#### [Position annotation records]
################
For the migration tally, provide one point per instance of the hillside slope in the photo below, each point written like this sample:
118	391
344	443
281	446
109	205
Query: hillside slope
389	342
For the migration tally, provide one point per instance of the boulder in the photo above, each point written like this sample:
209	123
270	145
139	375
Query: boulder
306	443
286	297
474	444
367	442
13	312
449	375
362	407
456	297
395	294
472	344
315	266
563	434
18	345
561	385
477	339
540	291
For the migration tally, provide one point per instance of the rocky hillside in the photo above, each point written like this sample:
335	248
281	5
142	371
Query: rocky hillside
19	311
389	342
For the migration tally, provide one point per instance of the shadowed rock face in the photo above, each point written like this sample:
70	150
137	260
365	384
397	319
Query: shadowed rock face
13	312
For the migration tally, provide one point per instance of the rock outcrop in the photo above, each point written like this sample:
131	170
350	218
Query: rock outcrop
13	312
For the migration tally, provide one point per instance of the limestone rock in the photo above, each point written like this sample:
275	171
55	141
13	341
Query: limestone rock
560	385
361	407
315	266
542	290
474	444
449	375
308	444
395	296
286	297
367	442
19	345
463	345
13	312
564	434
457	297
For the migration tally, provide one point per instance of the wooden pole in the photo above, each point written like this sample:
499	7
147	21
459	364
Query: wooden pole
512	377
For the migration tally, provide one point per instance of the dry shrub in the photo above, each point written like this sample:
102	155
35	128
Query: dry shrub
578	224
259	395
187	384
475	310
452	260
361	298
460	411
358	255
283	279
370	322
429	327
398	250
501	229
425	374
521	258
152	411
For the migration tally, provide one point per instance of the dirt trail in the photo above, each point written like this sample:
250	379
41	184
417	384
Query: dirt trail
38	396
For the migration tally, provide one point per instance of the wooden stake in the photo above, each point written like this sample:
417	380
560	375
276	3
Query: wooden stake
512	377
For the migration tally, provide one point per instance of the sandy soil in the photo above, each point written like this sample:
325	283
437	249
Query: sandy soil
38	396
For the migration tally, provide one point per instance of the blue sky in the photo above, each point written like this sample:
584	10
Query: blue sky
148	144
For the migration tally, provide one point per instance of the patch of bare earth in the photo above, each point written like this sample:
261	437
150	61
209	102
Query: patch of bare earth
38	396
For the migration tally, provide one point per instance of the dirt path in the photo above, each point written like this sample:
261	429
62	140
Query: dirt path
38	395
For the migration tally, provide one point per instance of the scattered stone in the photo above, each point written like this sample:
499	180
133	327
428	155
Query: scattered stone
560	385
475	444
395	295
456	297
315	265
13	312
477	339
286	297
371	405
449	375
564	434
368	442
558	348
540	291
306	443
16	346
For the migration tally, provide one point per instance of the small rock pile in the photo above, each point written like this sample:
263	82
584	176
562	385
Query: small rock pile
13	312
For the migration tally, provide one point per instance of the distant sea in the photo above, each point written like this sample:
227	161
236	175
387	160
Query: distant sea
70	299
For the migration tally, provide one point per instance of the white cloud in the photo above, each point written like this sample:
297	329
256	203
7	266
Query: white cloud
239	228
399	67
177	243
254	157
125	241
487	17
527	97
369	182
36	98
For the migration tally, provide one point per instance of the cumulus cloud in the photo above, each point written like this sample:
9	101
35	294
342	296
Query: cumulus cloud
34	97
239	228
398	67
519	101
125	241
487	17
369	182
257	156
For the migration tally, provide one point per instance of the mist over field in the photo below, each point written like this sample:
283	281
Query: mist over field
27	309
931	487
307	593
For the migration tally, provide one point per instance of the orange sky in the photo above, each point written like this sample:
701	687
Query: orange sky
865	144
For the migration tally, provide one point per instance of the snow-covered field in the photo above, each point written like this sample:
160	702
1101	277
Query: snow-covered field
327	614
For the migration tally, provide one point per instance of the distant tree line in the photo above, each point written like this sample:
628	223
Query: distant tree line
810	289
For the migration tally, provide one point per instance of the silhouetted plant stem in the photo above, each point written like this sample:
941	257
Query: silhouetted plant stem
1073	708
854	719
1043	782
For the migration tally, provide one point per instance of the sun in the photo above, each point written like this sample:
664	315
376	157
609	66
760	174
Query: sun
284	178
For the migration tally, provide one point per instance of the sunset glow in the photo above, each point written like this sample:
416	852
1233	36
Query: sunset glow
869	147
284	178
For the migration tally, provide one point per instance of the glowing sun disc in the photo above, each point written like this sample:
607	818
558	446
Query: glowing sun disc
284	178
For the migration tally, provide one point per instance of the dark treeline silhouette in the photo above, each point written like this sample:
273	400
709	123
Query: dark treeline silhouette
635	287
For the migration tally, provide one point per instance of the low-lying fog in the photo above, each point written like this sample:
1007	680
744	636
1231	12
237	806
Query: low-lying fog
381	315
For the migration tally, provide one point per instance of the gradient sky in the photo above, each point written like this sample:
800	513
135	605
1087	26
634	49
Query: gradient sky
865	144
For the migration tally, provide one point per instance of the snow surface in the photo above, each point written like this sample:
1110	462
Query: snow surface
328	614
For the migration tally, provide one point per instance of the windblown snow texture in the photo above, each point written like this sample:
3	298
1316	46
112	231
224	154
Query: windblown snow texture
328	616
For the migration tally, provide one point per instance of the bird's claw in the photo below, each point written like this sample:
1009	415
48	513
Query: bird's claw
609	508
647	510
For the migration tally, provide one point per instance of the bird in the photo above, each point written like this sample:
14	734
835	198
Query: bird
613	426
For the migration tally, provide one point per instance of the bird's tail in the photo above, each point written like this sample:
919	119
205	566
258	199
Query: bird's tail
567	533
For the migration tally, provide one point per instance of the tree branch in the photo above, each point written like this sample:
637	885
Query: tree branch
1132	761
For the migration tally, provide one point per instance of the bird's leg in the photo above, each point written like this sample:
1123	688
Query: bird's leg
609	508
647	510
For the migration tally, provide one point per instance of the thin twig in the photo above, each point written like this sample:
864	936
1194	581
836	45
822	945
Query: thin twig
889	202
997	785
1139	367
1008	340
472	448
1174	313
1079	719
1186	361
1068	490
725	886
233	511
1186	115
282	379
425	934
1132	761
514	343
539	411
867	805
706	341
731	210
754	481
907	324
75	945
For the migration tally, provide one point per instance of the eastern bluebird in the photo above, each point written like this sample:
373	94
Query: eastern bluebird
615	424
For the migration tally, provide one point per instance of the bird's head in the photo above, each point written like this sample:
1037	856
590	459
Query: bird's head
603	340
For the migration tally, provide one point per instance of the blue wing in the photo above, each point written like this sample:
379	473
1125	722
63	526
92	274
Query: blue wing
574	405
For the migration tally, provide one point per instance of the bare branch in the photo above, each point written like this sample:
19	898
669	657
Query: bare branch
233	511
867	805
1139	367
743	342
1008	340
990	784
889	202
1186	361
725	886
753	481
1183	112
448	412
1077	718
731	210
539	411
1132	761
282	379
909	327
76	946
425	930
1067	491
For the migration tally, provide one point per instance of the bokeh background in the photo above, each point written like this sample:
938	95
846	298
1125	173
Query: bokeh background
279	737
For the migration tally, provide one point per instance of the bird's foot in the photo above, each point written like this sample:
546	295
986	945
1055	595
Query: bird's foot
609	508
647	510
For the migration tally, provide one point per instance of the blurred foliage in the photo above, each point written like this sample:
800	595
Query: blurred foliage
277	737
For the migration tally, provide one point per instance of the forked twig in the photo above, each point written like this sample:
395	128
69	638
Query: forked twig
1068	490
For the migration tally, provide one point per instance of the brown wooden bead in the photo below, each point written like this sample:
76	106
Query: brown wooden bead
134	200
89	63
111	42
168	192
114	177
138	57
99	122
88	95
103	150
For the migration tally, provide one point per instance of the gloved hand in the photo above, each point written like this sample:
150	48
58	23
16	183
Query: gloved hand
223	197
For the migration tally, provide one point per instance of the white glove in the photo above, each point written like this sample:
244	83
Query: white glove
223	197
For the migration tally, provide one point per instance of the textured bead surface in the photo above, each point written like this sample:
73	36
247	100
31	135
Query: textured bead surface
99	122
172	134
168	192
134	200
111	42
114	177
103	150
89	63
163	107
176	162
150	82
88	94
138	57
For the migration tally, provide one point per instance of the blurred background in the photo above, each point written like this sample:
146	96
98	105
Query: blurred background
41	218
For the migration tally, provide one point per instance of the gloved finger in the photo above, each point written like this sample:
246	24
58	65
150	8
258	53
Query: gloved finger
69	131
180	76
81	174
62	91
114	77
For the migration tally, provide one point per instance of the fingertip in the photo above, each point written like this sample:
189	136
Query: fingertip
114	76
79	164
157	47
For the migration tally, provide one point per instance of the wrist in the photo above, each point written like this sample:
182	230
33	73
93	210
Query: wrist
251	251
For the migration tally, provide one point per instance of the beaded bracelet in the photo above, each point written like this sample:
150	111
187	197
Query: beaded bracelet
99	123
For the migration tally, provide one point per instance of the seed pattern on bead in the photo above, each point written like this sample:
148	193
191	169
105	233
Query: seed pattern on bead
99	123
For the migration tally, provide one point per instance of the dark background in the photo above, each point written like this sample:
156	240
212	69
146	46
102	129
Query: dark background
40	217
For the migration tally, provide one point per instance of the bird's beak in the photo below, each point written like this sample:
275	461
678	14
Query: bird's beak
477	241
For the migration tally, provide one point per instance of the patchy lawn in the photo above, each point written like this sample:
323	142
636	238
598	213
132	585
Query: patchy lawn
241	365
################
#### [The request]
Return precisely the lines of the records, starting with the line that holds "the dark background" and ending with the last one.

#### [Solution]
For the migration tally, provide one point per instance of the dark background in the photo above, each point written like this sample:
156	240
212	69
146	46
102	129
Query: dark background
40	217
For the migration tally, provide one point per instance of the bird's beak in the photo below, each point written like this sample:
275	461
678	14
Query: bird's beak
477	241
For the migration tally, provide one point per instance of the patchy lawn in the photo above, each point written like this sample:
323	142
636	238
598	213
132	585
Query: patchy lawn
241	365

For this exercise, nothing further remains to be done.